- [FRAGMENTO DEL TEXTO]
Sus argumentos se vuelven paulatinamente más agresivos, siempre dentro de lo
que es normal cuando las cosas son de importancia y las diferencias un tanto
incomprensibles.
El
siguiente personaje, un tanto fuera de juego sobre el asunto, es el presidente
de la asociación cultural del pueblo, es decir el organizador de la fiesta
anual y de alguna manera la voz pública de los tradicionalistas del lugar. El
debate no le va nada, no entiende que va el proyecto, le pone nervioso todo lo
que signifique cambio y tecnología y ve con horror los argumentos en torno a la
posible pérdida de subvenciones europeas, algo que argumenta otro comensal
pasará irremediablemente. Eso es el hundimiento, la destrucción social de la
comunidad y el abandono por parte de los jóvenes. Piensa también que, si como
afirma el bancario, el proyecto no cuaja la subvención anual del banco a la
fiesta mayor puede pasar a mejor vida. Refleja esos pensamientos de forma de
pacifico moderador y escéptico renovador social. Nadie le hace caso.
El
siguiente en la pequeña comunidad hoy ya muy agitada es un reciente jubilado,
vuelto al pueblo después de una larga vida profesional en la ciudad que con
ironía y una cierta mordiente argumental explica que el dinero del banco surge
del propio pueblo, de sus ahorros y de sus laboros, por lo que considera una
apropiación desconsiderada por parte del banco no analizar adecuadamente el
proyecto, no entender que es lo que necesita el pueblo y definir su posición
con maneras de cacique y con argumentos con poco sentido. Propone que si esa es
la tónica para los residentes del pueblo y clientes del banco lo más adecuado
sería abandonar la entidad financiera en grupo y negociar unas condiciones más
favorables a los intereses del pueblo con otra, aunque no tenga sucursal allí
mismo.

(Registros almacenados)
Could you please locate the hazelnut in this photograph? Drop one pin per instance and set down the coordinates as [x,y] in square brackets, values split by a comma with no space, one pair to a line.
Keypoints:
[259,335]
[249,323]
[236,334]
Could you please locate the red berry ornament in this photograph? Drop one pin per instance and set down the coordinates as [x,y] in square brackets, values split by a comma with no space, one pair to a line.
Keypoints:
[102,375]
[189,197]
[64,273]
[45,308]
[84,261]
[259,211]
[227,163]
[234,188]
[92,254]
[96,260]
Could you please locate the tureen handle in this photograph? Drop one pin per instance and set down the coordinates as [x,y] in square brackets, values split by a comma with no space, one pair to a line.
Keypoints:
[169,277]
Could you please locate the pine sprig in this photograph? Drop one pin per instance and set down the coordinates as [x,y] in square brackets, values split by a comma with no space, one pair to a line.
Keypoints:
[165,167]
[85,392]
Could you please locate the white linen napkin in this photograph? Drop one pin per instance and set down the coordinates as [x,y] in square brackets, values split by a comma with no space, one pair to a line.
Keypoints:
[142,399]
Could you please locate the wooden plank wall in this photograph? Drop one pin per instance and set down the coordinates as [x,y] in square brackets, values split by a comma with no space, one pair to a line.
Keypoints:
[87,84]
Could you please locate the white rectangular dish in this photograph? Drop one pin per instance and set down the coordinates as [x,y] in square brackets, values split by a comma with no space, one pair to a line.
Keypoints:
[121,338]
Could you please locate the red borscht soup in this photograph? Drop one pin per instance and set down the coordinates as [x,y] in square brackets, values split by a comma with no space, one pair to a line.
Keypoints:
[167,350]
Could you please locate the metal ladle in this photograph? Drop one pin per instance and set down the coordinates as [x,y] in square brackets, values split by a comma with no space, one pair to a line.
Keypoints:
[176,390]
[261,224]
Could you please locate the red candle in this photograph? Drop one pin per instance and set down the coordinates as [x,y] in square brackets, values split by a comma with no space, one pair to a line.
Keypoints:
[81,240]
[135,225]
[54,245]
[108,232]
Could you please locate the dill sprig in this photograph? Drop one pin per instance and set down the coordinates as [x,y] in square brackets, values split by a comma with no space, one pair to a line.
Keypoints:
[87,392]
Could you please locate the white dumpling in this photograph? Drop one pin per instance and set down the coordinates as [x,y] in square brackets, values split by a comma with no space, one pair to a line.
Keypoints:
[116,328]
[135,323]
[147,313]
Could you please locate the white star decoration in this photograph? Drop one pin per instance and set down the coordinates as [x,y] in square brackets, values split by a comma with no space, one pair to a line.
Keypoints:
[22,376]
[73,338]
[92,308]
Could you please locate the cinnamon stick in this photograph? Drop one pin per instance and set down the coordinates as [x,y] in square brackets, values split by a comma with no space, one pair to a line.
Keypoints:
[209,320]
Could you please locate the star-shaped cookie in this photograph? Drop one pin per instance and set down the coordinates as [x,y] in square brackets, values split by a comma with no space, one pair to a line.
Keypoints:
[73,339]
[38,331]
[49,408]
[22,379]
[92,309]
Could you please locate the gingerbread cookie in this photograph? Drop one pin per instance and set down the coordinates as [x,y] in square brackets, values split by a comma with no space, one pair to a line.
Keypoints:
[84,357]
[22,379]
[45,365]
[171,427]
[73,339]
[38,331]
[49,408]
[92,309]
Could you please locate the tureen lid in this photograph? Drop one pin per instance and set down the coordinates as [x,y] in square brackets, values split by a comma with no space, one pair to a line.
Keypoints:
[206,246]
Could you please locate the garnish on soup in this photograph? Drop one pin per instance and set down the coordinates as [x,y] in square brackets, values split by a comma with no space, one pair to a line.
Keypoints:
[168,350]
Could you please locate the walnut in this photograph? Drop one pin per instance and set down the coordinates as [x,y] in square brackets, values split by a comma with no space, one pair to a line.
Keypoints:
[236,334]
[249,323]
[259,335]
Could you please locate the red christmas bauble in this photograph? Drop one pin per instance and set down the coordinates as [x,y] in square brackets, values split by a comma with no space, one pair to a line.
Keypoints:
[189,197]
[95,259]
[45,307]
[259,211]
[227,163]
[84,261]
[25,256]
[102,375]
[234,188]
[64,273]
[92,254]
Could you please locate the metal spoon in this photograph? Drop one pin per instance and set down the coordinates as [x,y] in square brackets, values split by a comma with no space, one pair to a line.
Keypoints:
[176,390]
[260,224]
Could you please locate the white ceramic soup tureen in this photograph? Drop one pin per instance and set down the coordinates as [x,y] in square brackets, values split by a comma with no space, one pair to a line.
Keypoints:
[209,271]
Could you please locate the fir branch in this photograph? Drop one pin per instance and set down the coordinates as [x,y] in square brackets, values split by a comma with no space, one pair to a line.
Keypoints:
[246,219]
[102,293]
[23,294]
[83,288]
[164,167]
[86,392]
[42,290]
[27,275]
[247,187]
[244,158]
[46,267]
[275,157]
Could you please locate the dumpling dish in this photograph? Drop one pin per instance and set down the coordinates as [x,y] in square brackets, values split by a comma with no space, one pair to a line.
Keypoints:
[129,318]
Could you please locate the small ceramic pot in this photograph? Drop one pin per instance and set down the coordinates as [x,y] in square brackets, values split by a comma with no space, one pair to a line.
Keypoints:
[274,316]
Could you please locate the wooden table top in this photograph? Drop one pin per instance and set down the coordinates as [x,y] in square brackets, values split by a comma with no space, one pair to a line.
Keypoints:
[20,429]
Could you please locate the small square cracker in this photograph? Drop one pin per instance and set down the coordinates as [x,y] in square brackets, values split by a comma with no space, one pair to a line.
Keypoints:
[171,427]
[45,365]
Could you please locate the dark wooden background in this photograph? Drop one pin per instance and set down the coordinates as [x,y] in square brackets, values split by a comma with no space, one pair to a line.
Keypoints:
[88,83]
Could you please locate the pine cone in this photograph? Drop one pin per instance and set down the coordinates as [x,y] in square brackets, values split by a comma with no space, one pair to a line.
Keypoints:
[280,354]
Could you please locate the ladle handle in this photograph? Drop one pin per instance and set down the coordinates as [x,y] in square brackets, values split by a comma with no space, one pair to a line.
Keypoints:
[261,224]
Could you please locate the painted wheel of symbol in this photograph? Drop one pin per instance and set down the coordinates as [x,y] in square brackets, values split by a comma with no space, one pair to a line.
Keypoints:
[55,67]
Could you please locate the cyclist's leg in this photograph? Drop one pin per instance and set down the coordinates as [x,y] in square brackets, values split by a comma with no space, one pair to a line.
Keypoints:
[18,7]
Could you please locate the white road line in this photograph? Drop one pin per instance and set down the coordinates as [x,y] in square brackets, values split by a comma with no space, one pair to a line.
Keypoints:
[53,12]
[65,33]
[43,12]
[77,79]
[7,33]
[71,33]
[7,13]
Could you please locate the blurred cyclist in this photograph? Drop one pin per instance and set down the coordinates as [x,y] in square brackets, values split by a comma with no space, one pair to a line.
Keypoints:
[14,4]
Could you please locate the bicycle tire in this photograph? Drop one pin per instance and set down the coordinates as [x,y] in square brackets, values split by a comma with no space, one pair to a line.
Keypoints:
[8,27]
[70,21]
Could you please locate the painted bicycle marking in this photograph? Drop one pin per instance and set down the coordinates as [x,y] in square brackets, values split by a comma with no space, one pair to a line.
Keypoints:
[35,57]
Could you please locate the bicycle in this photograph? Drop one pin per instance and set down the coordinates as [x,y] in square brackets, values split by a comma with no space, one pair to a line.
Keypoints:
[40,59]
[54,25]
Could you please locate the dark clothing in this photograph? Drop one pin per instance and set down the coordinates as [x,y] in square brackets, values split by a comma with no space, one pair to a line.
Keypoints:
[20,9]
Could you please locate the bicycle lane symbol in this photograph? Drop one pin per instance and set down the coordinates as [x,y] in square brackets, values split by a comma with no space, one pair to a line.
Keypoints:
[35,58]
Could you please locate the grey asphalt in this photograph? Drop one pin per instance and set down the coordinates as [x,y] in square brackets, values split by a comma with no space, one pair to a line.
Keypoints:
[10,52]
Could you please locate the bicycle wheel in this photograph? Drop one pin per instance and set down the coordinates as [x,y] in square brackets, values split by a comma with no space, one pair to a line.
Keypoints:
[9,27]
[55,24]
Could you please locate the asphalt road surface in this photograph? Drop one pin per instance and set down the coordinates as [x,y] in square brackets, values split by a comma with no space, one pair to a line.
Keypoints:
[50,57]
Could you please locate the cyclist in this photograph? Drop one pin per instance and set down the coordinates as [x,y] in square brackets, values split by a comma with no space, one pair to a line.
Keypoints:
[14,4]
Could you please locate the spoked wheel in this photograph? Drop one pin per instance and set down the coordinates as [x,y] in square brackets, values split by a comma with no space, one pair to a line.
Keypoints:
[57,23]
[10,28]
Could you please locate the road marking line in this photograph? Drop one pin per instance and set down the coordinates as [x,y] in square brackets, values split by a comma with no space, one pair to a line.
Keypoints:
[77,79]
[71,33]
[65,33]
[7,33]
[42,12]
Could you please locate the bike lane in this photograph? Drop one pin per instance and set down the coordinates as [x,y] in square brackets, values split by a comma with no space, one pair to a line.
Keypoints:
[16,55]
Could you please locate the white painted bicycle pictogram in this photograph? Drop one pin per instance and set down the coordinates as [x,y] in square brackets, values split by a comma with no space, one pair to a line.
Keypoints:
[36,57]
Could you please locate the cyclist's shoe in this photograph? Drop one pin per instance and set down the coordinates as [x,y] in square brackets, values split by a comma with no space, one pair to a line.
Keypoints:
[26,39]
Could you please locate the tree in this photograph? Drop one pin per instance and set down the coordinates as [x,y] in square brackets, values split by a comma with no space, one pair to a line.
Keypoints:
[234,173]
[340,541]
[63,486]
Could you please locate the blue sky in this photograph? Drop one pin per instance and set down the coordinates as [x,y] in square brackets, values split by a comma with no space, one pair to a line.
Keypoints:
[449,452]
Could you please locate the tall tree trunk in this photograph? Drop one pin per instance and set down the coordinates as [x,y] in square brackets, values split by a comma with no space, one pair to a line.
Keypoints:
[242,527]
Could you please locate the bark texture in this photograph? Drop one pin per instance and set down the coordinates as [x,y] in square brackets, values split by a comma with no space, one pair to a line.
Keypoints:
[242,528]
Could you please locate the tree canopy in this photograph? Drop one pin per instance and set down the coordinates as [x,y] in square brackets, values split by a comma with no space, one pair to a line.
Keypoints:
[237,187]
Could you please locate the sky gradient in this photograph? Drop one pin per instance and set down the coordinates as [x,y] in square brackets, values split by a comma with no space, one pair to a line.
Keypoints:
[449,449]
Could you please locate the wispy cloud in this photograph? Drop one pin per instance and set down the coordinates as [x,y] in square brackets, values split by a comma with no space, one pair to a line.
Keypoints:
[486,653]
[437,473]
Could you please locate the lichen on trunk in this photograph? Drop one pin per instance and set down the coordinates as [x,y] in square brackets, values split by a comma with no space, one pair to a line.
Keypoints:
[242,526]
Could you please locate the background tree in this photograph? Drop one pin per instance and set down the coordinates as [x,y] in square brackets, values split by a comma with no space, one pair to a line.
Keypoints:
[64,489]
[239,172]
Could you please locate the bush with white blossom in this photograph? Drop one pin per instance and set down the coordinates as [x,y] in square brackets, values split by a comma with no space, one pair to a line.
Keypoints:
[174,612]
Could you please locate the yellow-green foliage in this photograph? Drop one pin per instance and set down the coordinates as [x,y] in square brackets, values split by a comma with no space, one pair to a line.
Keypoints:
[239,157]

- [TAREAS A REALIZAR]
1 > En el fragmento sobre el debate en el pueblo, ¿qué propone el reciente jubilado a los residentes del pueblo y clientes del banco?
2 > Enumera cada línea de los registros que contenga la palabra "sprig", respetando mayúsculas y minúsculas.

- [RESULTADOS ESPERADOS]
1 > Abandonar la entidad financiera en grupo y negociar unas condiciones más favorables a los intereses del pueblo con otra, aunque no tenga sucursal allí mismo.

2 >
Could you please locate the pine sprig in this photograph? Drop one pin per instance and set down the coordinates as [x,y] in square brackets, values split by a comma with no space, one pair to a line.
Could you please locate the dill sprig in this photograph? Drop one pin per instance and set down the coordinates as [x,y] in square brackets, values split by a comma with no space, one pair to a line.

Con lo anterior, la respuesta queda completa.